What is being asked:
Render all of the data below as a numbered list with one entry per line, skipping blank lines and leaving out the pictures.

Data for the task:
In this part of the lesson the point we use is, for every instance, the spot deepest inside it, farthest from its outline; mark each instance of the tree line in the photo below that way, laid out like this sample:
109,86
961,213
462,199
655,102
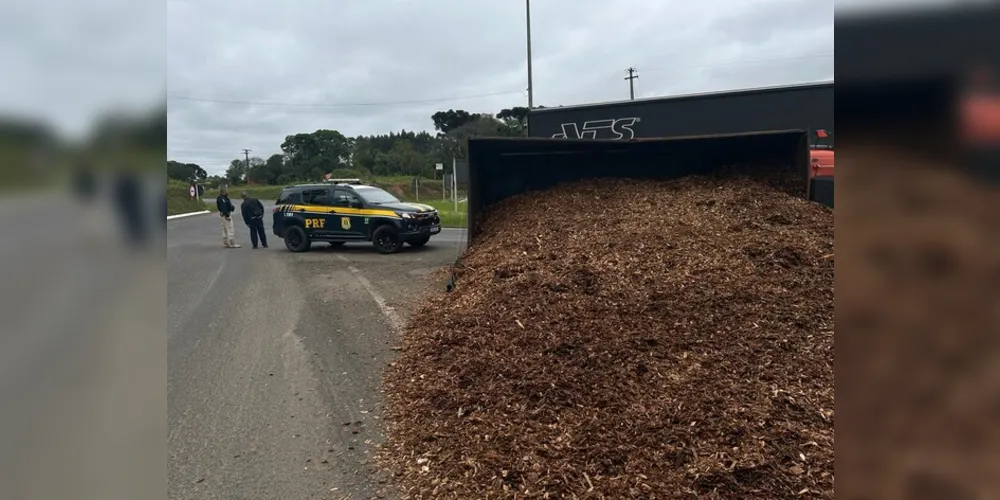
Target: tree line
309,156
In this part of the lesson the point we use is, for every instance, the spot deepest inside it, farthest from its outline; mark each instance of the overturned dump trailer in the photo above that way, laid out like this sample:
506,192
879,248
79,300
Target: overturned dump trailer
500,168
803,106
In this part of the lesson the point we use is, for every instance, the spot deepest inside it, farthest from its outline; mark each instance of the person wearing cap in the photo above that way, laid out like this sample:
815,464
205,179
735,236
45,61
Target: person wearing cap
253,216
226,210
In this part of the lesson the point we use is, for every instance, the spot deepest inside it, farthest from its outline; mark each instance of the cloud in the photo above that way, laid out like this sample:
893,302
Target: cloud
65,62
313,52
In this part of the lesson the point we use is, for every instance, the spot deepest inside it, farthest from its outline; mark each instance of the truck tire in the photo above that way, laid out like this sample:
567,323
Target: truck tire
419,242
296,239
386,240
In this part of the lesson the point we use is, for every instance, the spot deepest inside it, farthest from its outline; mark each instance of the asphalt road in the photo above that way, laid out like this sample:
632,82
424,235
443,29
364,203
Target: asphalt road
275,361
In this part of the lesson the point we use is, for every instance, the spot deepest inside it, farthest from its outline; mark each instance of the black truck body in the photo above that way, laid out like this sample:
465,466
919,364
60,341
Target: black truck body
808,107
500,168
804,107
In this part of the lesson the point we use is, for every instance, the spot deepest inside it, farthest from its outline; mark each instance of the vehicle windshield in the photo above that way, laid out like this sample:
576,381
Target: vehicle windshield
375,195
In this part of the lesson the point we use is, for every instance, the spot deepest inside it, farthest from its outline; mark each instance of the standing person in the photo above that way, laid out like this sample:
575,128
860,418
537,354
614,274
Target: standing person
253,216
226,210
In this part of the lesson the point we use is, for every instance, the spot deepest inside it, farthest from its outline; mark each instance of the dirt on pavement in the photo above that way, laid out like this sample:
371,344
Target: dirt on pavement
621,339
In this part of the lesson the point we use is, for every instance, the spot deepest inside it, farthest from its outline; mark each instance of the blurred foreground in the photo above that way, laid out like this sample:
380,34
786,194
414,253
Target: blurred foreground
918,243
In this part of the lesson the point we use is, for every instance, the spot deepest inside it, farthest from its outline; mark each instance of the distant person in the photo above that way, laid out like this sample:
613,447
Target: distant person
253,217
127,194
226,210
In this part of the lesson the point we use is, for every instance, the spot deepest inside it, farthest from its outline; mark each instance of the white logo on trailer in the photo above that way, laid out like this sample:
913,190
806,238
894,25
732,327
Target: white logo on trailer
619,128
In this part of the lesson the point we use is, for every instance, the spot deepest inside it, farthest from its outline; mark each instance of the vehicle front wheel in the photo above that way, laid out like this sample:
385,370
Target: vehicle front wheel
296,239
419,242
386,240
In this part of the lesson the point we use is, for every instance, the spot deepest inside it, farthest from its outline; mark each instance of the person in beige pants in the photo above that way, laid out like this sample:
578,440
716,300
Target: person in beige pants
226,209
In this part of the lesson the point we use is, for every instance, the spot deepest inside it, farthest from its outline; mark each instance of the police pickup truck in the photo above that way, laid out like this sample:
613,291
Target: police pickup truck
342,210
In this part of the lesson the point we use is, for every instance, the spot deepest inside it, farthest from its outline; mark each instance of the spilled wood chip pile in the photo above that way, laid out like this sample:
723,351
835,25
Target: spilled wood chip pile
626,339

Output of the task:
1. In this part of the lesson the point we use is, for every instance, the spot deepest inside it, farthest from its outline; mark each instance of the tree line in the photo below that way, laid out like this sample:
2. 109,86
3. 961,213
4. 462,199
5. 655,102
6. Target: tree line
7. 309,156
8. In this part of the lesson the point we use is, for every instance, the spot deepest inside it, farthest from its outline; mark each instance of the overturned dump trailer in the photo above that way, laid out like this sample:
9. 506,192
10. 879,248
11. 79,300
12. Target: overturned dump trailer
13. 500,168
14. 803,106
15. In this part of the lesson the point we use is, for every instance, the spot deepest inside it, farthest from its outline; mark each instance of the person wearing cap in the photo above that way, laid out like this sample:
16. 815,464
17. 205,179
18. 735,236
19. 45,61
20. Target: person wearing cap
21. 253,216
22. 226,210
23. In this part of the lesson the point we use is, for every instance, the spot deepest inside it, farthest from its outline; mark each instance of the cloud in the photo above that way, laid out like this sample:
24. 893,302
25. Target: cloud
26. 65,62
27. 313,52
28. In this part of the lesson the point we use is, for every instance, the spot deepest inside it, farthest from its outline; mark each instance of the truck tire in the photo above that way, laid out like this sample:
29. 567,323
30. Target: truck tire
31. 419,242
32. 296,239
33. 386,240
34. In this part of the lesson the point we use is, for every instance, the spot deepest inside it, farthest from its outline; mark each instance of the asphalt road in the photo above that way, laid out like this sample:
35. 632,82
36. 424,235
37. 443,29
38. 364,203
39. Target: asphalt road
40. 275,361
41. In this part of the lesson the point we use is, for every instance, the spot deepest inside it, farthest from its outline; mark each instance of the black truck body in the photo above that way, laid out like this sample:
42. 465,466
43. 919,364
44. 60,341
45. Target: black truck body
46. 808,107
47. 500,168
48. 804,107
49. In this part of the lesson the point we use is, for every instance, the spot deepest inside it, farthest from its outline; mark each instance of the vehicle windshield in the photo above that way, laid out like this sample:
50. 576,381
51. Target: vehicle windshield
52. 375,195
53. In this part of the lesson the point we use is, for every instance, the spot deepest inside it, farthest from its outline; mark each instance of the standing person in the photo above that way, laid out like this sample:
54. 575,128
55. 860,418
56. 537,354
57. 614,274
58. Target: standing person
59. 253,216
60. 226,210
61. In this part of the lesson the point we use is, for every instance, the spot deepest inside it, farthest from its outline; mark each instance of the dirt on pavement in the photo above that way, laid out like this sample:
62. 371,344
63. Target: dirt on pavement
64. 621,339
65. In this part of the lesson the point we use is, for every instance, the spot deepest inside it, farthest from its outline; mark each instance of the blurred foreground in the photo above that way, laid out like this sample:
66. 380,34
67. 786,194
68. 414,253
69. Target: blurred foreground
70. 918,243
71. In this part of the lesson the point we use is, for every instance, the spot deepest inside it, farthest from its outline; mark each instance of the distant person in the photo above that way, laid out like this sample:
72. 613,447
73. Target: distant person
74. 253,217
75. 127,194
76. 226,210
77. In this part of the lesson the point we use is, for every instance, the spot deepest inside it, farthest from its outline; mark each instance of the white logo on trailer in the photo above that way, laid out like this sample:
78. 913,190
79. 806,238
80. 894,25
81. 732,327
82. Target: white logo on trailer
83. 619,128
84. In this part of the lesson the point we use is, for every instance, the spot deepest inside it, farthest from its outline; mark each instance of the vehicle front wheel in the photo above that way, laid out like this sample:
85. 385,370
86. Target: vehicle front wheel
87. 296,239
88. 419,242
89. 386,240
90. In this part of the lesson the point we use is, for every instance, the spot deepest inside it, farthest from its outline; mark each instance of the person in beige pants in the photo above that way, laid out like this sample:
91. 578,440
92. 716,300
93. Target: person in beige pants
94. 226,209
95. In this part of the lesson the point we use is, for every instance, the spot deepest inside it, farthest from its outline; mark each instance of the police pickup truck in the photo above that way, laid out like this sample:
96. 613,291
97. Target: police pickup truck
98. 342,210
99. In this part of the lesson the point we use is, for every instance, the spot deepest inside it, farthest from its outline; mark each instance of the spilled wood chip pile in the photo above that way, laid out like this sample:
100. 723,351
101. 835,25
102. Target: spilled wood chip pile
103. 626,339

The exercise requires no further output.